Text segment –
=== Begin Enclosure ===
Coasts Flashcards
Where are coastal zones?
Barrier Islands (13% of coastlines)
Beaches
Rocky coasts
Seagrass beds
estuaries
mangroves
coral
Who owns coastal zones?
Each country has 12 nautical miles of jurisdiction from low tide (contiguous zone). Foreign vessels are allowed innocent passage. 200 miles from coast of “exclusive economic zone”
Why are coastal zones important?
One of the most biologically productive areas on Earth. 90% of world’s marine fish catch reproduces in coastal waters (primary protein for 1 billion people)
40% of earth’s population lives within 100km of coast
60% of world GNP comes from coastal areas (85% of global tourism on coasts)
coasts offer shoreline protection, store and cycle nutrients, provide food, shelter, and nursery for many fish and crustacean species, commercial, sport, and subsistence fisheries, purify water and remove waste products, settle suspended sediment
How are coasts used?
=== End Enclosure ===
To do –
(a) From the coasts flashcards, write out the text starting with "One of the most" and going on through "1 billion people)".
(b) Recast the paragraph of the coasts flashcards that begins "coasts offer shoreline protection" as a bulleted list that keeps its main facts.

Referring expression grounding data –
=== Begin Enclosure ===
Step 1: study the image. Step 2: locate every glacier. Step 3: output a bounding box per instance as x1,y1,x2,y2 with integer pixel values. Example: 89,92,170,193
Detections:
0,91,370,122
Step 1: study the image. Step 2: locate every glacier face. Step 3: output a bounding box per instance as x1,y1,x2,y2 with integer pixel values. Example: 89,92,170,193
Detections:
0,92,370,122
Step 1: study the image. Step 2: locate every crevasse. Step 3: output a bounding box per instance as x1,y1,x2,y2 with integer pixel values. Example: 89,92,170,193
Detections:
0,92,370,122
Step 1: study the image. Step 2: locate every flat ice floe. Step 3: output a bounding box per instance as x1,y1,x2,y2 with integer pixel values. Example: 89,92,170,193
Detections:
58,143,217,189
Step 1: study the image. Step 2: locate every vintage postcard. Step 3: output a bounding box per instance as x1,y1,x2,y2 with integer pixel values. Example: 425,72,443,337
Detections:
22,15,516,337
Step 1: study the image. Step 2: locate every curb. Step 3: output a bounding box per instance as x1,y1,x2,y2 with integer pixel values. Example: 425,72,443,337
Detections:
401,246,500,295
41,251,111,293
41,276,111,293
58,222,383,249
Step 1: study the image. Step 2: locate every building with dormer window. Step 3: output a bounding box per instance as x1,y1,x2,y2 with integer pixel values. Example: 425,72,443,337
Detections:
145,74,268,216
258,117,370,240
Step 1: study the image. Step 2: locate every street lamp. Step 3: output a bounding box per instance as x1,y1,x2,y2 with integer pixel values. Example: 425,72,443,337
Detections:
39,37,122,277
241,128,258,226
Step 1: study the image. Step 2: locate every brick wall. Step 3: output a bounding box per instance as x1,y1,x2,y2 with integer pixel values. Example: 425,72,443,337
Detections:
=== End Enclosure ===
Answer set –
(a)
One of the most biologically productive areas on Earth. 90% of world’s marine fish catch reproduces in coastal waters (primary protein for 1 billion people)

(b)
- Shoreline protection
- Storing and cycling nutrients
- Food, shelter, and nursery for many fish and crustacean species
- Commercial, sport, and subsistence fisheries
- Water purification and waste removal
- Settling of suspended sediment